+++ Supplied entries +++

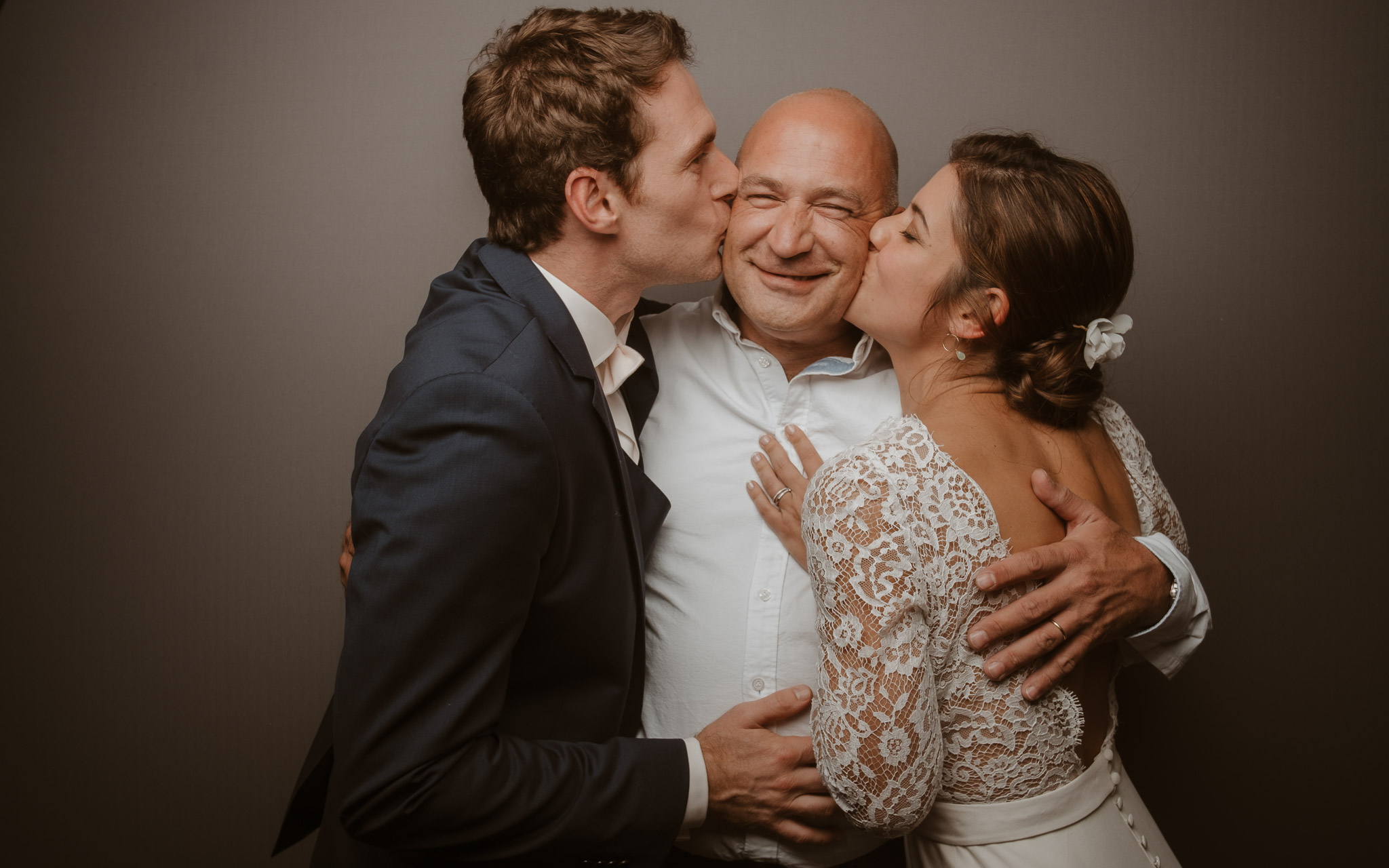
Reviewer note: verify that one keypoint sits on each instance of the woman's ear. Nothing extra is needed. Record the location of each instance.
(593, 200)
(964, 323)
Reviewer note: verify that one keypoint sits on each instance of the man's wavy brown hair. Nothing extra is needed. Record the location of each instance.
(557, 92)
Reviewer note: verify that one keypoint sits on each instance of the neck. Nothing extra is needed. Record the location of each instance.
(798, 351)
(591, 266)
(928, 375)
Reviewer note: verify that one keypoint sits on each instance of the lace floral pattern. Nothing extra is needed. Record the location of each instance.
(905, 714)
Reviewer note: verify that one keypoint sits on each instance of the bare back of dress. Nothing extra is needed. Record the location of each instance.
(905, 714)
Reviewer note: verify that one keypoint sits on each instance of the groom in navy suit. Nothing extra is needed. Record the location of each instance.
(489, 688)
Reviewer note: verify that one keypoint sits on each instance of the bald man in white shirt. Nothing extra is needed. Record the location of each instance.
(731, 616)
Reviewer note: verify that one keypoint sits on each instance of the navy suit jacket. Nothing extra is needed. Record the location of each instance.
(490, 678)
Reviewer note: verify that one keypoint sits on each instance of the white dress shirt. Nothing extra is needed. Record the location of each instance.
(730, 616)
(614, 361)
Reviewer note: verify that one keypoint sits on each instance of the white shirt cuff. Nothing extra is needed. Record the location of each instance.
(1170, 642)
(697, 804)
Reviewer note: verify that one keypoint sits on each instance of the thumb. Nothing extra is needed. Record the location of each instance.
(778, 706)
(1073, 509)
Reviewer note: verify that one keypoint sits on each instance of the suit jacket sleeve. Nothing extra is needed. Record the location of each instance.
(452, 514)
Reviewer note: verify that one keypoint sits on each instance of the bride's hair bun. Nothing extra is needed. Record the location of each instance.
(1053, 235)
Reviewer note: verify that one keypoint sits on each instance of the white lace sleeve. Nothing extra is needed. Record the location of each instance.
(877, 724)
(1156, 511)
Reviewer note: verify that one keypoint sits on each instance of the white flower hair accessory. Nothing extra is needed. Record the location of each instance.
(1105, 338)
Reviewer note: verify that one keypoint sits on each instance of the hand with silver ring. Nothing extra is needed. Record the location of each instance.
(777, 473)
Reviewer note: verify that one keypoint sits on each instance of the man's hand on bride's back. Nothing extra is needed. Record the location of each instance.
(1102, 585)
(763, 781)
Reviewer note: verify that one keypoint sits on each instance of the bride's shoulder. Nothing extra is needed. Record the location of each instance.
(898, 446)
(1117, 424)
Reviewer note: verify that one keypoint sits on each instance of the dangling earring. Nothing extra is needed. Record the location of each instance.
(959, 355)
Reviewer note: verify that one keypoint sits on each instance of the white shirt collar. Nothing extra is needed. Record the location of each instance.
(825, 366)
(600, 335)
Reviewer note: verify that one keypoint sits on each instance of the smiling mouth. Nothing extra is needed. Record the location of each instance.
(798, 278)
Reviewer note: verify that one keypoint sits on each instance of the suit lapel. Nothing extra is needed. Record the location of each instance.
(523, 281)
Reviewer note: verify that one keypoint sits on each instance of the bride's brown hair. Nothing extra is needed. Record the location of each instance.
(1053, 235)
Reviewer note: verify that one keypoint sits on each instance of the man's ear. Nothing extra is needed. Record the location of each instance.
(593, 200)
(966, 326)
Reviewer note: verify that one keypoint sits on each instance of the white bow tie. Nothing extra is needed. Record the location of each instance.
(620, 364)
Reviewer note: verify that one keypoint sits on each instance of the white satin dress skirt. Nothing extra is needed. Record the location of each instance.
(1096, 821)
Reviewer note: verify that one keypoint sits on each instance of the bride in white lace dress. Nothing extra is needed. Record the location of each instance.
(984, 294)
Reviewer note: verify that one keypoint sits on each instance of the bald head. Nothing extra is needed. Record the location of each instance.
(816, 172)
(836, 114)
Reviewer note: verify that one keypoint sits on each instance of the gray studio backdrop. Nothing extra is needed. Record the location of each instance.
(218, 220)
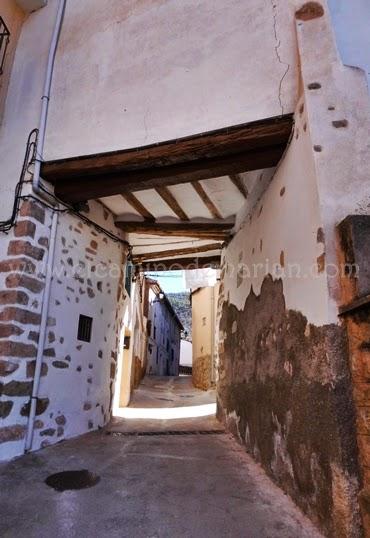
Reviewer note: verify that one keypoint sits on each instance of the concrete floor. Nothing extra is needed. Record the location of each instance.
(152, 486)
(167, 397)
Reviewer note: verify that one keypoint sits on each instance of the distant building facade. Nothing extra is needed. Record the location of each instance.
(164, 334)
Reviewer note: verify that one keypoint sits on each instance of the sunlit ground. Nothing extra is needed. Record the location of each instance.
(166, 413)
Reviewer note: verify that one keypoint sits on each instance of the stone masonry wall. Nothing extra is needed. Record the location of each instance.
(77, 382)
(284, 385)
(23, 252)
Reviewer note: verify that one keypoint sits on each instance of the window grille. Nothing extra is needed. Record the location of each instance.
(4, 42)
(84, 328)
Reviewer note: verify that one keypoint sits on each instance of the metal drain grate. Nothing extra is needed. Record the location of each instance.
(67, 480)
(168, 432)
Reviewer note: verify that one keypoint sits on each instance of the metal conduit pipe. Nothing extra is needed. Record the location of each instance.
(41, 193)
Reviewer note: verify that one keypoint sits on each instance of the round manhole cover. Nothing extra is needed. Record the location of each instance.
(72, 480)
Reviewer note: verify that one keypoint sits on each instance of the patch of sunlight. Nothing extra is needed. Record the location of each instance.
(166, 413)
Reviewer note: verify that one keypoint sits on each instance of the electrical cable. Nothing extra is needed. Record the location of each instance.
(29, 159)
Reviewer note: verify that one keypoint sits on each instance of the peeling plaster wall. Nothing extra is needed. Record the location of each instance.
(284, 387)
(170, 69)
(77, 382)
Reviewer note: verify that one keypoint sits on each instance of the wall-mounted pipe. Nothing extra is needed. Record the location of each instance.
(42, 334)
(36, 182)
(36, 185)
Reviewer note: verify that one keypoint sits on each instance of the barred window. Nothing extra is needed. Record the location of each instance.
(4, 42)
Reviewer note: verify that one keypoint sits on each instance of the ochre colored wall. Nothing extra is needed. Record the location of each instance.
(204, 304)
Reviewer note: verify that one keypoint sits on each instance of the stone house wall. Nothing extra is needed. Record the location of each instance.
(284, 386)
(77, 380)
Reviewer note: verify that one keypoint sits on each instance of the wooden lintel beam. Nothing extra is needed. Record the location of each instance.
(182, 264)
(238, 182)
(138, 206)
(235, 139)
(86, 188)
(215, 231)
(140, 258)
(172, 203)
(206, 200)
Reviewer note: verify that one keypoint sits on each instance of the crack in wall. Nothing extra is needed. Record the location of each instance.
(277, 52)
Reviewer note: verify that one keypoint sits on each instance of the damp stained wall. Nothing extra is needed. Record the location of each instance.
(155, 70)
(283, 366)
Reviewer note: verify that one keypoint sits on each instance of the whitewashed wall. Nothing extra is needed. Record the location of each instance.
(88, 280)
(157, 70)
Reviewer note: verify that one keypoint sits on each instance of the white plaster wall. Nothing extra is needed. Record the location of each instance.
(136, 72)
(23, 103)
(186, 353)
(13, 17)
(343, 162)
(351, 22)
(84, 283)
(285, 219)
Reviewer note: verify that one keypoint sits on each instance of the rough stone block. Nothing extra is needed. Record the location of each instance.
(9, 348)
(12, 433)
(17, 388)
(19, 247)
(30, 370)
(5, 408)
(14, 297)
(19, 280)
(17, 264)
(41, 406)
(22, 316)
(363, 420)
(7, 368)
(354, 234)
(7, 330)
(25, 228)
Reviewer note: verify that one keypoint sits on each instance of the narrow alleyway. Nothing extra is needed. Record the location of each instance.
(168, 404)
(190, 485)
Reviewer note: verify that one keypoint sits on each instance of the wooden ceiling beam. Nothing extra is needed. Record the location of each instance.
(172, 203)
(236, 139)
(183, 264)
(239, 184)
(215, 231)
(206, 200)
(141, 258)
(138, 206)
(86, 187)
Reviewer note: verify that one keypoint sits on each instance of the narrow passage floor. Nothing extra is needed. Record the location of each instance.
(152, 485)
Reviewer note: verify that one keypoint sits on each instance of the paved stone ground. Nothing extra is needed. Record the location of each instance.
(152, 486)
(158, 396)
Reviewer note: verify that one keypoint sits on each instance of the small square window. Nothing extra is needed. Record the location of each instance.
(4, 42)
(84, 328)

+++

• Short problem
Copy out exactly the lines from the line with "of the rough" to the end of the listing, including both of those lines, and give nothing else.

• Full answer
Reviewer note: verify that one keypoint sits on each instance of the rough stone block. Nothing extra is needed. Record the location of each instance.
(9, 348)
(12, 433)
(17, 388)
(19, 247)
(30, 370)
(5, 408)
(14, 297)
(19, 280)
(17, 264)
(41, 406)
(22, 316)
(363, 420)
(7, 368)
(354, 234)
(7, 330)
(25, 228)
Reviewer note: verify that one keypoint sits on each instance of the narrow alleyway. Nothing extra is needed. Record the location of each instance.
(168, 404)
(190, 485)
Reviewer note: verify that one keypoint sits on each instance of the wooden ceiling beam. Nothing extra is needed. Record the location of each instance.
(172, 203)
(236, 139)
(183, 264)
(239, 184)
(215, 231)
(206, 200)
(141, 258)
(138, 206)
(86, 187)
Reviewer note: verify that one keypoint sits on each instance of the narrow passage floor. Nothing extra is needed. Record the location of each instance.
(152, 485)
Reviewer note: verify that one keypoint sits on each instance of the paved stone ground. Nothing extra is needed. Record the location of each instance.
(152, 486)
(158, 396)
Reviewer note: verify that one keypoint sits on each instance of the small square window. Nothing extra is needed. Record the location of each instance.
(4, 42)
(84, 328)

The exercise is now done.